Task input -
--------------------------------------------------
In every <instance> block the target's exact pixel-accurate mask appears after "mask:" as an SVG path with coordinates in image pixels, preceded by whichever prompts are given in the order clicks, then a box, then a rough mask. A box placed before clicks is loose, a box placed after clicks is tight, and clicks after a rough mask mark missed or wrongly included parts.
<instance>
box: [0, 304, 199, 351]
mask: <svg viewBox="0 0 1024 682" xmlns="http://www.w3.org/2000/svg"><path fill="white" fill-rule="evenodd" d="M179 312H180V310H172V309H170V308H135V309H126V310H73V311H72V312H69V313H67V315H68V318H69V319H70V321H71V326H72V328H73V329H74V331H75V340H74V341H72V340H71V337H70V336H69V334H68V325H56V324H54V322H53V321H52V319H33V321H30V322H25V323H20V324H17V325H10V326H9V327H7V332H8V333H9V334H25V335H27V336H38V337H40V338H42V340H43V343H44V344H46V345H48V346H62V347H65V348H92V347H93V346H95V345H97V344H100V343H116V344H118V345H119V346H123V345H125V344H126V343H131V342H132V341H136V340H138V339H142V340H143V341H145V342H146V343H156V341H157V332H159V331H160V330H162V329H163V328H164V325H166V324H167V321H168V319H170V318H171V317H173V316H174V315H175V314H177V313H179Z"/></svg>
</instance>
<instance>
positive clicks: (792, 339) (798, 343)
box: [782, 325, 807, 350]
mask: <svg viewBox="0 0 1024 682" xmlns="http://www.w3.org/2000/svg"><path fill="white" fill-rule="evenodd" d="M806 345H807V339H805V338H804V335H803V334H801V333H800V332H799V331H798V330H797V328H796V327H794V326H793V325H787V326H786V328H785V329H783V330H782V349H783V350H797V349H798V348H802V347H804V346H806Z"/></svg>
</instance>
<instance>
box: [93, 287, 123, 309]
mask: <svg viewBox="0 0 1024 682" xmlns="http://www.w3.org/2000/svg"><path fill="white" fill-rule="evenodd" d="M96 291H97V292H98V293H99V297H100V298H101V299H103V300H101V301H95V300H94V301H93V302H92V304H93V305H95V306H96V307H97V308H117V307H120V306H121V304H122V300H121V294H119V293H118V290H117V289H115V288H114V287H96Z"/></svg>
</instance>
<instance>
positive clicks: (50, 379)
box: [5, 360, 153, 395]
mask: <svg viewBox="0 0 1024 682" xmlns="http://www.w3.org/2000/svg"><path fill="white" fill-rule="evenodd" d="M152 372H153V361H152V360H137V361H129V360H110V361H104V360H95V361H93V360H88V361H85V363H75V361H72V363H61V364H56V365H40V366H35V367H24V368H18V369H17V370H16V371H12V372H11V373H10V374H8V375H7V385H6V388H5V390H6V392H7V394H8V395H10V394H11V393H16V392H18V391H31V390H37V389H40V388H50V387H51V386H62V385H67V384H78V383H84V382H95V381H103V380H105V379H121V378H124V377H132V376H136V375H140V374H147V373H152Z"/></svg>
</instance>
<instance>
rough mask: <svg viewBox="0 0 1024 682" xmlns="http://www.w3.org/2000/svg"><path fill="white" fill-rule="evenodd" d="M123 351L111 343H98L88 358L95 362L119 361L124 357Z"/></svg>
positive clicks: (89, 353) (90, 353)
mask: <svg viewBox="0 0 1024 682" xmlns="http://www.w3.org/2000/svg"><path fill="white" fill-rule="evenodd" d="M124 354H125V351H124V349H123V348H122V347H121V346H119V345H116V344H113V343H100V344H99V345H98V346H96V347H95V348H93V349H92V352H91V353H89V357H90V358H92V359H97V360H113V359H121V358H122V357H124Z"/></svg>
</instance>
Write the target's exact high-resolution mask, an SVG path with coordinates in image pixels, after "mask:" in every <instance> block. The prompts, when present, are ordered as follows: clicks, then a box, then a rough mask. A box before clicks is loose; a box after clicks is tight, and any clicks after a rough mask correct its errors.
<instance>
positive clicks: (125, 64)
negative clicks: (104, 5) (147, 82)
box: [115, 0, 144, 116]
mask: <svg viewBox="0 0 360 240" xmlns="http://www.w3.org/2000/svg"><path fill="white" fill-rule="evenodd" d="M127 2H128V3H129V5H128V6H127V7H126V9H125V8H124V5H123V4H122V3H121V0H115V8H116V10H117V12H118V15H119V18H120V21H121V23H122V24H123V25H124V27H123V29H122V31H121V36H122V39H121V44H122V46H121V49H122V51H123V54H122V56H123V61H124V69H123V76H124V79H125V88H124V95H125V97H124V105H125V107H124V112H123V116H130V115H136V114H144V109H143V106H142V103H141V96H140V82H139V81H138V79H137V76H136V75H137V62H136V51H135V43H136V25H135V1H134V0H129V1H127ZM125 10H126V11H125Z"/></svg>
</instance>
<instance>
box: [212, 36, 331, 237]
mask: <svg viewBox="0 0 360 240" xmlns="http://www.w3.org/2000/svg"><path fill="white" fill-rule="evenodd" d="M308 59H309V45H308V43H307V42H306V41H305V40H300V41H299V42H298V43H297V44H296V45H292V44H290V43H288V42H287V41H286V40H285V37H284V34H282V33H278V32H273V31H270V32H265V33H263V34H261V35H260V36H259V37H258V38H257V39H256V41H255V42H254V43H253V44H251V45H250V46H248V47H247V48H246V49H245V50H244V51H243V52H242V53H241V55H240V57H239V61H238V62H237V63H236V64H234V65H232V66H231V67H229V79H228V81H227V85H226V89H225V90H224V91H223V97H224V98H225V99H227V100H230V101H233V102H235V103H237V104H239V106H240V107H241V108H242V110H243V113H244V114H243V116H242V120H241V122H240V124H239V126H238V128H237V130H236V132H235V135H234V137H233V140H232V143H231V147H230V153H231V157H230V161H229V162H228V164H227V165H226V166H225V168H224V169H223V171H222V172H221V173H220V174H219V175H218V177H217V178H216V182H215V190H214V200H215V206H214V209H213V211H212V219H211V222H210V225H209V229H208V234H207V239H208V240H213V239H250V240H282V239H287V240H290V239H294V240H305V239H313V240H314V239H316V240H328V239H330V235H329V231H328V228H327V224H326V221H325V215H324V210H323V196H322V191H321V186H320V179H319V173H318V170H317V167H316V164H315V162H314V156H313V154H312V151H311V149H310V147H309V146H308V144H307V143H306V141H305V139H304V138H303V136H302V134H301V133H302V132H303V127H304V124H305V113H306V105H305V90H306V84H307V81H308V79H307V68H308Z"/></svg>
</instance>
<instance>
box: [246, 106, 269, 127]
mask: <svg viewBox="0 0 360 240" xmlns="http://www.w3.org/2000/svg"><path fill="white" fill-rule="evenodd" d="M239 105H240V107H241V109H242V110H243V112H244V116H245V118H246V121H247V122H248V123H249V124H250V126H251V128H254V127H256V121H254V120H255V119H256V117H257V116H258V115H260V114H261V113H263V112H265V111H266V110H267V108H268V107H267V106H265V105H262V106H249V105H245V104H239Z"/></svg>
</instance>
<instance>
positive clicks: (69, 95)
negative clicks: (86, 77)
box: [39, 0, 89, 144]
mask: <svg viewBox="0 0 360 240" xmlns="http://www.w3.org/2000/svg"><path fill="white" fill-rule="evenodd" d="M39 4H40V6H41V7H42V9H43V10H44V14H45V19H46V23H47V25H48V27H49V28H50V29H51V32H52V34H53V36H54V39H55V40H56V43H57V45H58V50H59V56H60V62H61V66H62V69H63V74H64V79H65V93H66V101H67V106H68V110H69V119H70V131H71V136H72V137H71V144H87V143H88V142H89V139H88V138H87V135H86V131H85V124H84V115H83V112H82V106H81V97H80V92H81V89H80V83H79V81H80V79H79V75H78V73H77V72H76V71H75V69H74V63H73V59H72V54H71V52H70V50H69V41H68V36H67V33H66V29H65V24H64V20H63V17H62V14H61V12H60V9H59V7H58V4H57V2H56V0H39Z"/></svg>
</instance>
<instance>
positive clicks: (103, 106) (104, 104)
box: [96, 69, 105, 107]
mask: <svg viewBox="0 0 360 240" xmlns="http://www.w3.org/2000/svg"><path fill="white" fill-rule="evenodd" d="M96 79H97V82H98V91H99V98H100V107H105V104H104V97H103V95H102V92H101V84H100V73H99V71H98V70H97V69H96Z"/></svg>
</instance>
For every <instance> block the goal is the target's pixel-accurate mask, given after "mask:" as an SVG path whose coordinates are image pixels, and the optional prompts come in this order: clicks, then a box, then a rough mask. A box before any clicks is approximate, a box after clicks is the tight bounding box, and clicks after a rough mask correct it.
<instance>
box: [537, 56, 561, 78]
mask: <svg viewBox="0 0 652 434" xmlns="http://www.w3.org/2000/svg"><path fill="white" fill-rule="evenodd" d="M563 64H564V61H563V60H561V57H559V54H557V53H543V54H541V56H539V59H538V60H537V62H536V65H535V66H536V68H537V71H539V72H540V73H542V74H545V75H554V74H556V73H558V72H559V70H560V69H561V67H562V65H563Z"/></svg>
--------------------------------------------------
Your objective - Could you show every line of the material that includes the string "negative"?

Answer below -
negative clicks: (104, 5) (147, 82)
negative clicks: (86, 77)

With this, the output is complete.